[BEGIN Input for this task]
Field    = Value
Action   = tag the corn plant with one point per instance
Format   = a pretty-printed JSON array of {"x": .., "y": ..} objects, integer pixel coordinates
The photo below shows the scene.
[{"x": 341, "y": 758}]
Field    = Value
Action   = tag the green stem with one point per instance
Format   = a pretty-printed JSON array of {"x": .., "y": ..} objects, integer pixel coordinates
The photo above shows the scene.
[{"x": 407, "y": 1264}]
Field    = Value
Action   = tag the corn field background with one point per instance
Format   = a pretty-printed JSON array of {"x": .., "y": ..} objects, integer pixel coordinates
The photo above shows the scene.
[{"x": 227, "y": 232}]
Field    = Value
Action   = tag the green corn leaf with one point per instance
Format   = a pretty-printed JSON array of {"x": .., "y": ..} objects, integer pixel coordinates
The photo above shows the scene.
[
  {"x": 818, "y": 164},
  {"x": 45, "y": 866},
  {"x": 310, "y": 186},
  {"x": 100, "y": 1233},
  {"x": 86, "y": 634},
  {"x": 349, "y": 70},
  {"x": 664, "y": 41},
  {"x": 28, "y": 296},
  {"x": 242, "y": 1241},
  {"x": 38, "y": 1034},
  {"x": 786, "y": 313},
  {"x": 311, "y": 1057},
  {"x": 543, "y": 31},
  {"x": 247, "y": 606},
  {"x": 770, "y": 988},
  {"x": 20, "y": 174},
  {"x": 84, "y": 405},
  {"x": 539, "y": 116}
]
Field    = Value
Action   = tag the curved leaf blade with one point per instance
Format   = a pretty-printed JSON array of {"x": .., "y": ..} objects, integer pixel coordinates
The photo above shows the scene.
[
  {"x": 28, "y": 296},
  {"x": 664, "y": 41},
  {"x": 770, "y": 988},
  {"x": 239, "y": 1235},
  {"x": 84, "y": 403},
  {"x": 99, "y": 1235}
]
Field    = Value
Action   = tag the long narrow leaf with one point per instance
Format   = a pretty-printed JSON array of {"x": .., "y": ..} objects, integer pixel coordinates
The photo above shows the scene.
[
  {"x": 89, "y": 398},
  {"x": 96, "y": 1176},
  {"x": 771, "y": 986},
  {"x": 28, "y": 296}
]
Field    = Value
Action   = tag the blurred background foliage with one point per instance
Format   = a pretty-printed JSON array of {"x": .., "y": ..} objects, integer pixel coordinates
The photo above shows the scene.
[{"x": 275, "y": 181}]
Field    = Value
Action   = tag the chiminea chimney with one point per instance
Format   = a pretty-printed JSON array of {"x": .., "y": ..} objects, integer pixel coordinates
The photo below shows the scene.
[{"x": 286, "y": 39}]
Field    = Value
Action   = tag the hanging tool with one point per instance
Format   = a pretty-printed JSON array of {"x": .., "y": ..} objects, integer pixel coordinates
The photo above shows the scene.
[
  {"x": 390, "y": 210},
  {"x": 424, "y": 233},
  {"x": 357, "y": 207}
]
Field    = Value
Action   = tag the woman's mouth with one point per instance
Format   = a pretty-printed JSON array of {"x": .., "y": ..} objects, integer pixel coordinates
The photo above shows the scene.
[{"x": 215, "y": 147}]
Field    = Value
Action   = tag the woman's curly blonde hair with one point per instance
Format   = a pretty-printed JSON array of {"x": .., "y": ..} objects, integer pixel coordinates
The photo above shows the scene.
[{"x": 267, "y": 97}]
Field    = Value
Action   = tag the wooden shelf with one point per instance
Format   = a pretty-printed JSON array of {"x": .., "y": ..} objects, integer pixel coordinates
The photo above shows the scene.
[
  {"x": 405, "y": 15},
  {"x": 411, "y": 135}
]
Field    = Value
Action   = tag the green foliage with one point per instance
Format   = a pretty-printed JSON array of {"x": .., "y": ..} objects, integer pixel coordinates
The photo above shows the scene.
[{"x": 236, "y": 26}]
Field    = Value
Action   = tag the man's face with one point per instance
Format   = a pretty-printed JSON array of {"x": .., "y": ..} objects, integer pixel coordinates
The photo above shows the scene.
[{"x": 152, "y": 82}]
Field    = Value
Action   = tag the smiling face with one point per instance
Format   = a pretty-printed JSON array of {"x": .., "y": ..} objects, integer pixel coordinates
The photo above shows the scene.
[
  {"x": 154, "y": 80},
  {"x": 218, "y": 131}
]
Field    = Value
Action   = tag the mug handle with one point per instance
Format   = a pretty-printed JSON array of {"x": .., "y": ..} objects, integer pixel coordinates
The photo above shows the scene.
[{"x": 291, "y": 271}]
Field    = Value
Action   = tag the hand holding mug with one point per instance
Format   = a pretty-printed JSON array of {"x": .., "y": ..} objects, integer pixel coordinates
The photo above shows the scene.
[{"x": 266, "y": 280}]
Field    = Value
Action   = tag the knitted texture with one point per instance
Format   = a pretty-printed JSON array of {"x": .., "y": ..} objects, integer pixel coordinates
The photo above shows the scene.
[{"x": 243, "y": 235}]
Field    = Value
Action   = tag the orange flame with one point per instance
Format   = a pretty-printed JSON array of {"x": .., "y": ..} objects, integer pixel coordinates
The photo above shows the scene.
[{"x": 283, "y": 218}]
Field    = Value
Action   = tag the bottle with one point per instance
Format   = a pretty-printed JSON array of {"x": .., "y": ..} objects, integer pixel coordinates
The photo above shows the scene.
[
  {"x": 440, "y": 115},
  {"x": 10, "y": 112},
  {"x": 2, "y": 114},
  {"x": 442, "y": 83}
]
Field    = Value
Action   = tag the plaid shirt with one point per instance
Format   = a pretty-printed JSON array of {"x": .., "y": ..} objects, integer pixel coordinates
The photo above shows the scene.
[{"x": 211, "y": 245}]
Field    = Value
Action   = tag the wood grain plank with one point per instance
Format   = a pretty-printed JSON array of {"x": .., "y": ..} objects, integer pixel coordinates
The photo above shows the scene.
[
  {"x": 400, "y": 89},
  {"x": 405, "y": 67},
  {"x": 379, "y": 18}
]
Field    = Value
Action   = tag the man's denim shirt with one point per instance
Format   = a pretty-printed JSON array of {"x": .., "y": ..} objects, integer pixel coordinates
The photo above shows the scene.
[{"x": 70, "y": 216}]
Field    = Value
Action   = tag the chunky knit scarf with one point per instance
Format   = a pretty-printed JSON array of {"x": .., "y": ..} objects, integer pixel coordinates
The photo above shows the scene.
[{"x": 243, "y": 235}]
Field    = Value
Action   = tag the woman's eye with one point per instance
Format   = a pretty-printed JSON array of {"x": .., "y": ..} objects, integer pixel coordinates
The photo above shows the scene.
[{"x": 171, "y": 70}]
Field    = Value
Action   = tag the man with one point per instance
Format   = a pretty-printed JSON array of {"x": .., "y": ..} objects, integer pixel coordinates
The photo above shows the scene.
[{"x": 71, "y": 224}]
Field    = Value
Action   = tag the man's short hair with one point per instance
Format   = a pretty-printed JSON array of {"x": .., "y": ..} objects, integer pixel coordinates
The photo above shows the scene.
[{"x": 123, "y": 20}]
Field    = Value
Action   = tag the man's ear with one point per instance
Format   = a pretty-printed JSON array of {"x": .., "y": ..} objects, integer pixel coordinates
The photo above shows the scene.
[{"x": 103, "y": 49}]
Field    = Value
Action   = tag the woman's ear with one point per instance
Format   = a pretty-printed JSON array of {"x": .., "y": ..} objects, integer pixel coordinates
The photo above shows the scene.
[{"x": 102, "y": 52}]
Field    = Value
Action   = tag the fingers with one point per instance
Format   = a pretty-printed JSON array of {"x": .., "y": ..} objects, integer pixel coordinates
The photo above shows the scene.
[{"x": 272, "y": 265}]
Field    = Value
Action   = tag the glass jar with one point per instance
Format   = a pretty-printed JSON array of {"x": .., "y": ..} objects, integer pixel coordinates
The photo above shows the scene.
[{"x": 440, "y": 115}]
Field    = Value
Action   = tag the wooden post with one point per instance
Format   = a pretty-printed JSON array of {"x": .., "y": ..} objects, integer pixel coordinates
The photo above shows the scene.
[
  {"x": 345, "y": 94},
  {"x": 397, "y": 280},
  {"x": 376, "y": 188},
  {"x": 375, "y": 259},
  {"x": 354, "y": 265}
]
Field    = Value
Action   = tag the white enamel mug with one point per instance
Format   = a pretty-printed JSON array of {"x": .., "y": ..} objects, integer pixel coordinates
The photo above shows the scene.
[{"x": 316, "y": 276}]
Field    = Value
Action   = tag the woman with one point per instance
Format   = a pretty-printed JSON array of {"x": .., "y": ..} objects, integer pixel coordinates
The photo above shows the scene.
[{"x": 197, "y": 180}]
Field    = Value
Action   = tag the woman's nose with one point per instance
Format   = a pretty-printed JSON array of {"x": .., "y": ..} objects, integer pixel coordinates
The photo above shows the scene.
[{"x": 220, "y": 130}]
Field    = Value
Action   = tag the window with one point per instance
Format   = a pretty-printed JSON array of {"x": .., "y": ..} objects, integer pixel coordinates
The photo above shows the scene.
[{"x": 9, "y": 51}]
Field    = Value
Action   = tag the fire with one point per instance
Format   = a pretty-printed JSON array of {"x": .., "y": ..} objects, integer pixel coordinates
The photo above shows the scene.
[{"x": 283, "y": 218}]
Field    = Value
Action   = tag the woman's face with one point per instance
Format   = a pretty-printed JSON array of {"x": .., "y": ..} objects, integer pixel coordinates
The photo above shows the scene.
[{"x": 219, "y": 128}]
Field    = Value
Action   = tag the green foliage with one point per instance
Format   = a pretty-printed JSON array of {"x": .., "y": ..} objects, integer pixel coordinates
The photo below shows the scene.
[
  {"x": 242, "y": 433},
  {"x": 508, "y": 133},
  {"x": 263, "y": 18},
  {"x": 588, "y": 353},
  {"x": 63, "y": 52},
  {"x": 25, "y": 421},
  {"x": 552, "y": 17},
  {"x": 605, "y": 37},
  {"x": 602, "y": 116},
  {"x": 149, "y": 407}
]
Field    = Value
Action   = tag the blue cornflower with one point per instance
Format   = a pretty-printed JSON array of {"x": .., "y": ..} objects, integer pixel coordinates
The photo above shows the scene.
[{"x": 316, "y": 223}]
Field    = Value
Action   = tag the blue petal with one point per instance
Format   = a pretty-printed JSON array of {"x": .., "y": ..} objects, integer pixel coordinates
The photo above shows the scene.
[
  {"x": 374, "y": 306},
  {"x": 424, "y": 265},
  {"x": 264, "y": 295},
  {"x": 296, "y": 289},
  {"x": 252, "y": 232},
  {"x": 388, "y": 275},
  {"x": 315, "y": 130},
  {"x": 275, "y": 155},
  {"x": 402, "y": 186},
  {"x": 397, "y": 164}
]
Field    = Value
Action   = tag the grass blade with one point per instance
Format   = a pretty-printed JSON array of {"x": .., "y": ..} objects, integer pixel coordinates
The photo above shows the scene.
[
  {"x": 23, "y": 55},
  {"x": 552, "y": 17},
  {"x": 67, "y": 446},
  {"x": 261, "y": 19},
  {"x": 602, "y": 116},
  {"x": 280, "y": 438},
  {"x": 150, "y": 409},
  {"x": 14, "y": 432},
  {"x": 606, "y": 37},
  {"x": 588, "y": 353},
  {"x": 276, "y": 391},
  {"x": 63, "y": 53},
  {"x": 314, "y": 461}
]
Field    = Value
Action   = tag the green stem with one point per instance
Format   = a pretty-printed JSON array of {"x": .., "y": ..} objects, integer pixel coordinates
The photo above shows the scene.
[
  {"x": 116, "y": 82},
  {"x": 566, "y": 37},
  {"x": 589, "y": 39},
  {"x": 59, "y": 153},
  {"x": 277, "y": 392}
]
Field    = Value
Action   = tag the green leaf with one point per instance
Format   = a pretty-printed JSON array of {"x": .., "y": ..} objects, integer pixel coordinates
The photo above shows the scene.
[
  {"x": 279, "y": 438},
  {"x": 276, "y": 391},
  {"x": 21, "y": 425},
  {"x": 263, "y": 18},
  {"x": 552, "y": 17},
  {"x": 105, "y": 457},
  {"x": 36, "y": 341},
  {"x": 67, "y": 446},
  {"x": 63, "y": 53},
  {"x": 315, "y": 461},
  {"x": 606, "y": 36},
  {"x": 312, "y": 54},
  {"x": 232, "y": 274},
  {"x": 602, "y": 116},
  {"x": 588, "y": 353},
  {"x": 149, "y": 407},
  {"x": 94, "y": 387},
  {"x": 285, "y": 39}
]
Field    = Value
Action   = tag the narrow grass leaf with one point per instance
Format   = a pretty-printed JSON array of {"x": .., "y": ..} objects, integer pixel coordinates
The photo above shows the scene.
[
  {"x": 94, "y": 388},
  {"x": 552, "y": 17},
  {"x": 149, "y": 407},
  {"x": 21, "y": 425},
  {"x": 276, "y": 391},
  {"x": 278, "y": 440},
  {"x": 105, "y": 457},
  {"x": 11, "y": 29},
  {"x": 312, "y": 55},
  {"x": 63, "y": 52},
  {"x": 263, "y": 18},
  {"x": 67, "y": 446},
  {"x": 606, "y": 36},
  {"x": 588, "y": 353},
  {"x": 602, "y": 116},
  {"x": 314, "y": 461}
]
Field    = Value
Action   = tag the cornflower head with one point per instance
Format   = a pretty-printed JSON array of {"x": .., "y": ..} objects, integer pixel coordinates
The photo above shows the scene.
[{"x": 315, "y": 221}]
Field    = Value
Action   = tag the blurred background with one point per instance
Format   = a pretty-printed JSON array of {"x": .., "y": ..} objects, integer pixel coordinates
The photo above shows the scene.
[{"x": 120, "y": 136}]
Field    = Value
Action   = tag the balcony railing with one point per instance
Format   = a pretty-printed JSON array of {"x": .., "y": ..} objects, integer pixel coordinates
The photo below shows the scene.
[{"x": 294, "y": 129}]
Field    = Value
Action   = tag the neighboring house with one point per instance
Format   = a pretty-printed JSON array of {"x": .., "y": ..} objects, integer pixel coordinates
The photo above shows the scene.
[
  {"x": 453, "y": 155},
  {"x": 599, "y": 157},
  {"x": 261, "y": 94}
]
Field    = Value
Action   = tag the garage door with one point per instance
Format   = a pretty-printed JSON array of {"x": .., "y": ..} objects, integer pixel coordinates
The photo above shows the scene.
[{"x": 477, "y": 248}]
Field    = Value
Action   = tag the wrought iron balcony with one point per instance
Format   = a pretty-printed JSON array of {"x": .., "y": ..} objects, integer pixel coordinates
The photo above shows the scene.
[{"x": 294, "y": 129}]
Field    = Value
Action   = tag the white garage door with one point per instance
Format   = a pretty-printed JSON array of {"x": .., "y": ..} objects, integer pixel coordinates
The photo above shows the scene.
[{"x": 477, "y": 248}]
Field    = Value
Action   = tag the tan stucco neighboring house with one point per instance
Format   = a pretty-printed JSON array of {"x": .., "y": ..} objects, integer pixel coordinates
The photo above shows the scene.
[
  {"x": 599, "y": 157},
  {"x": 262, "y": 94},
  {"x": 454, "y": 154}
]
[END Input for this task]
■ **Exercise instructions**
Locate every line in the items above that contains the string "narrow", and copy each of those lines. Match case exactly.

■ **Output for this task**
Action   = tag the long narrow leaf with one point per instance
Action   = tag the narrow grass leaf with one point per instance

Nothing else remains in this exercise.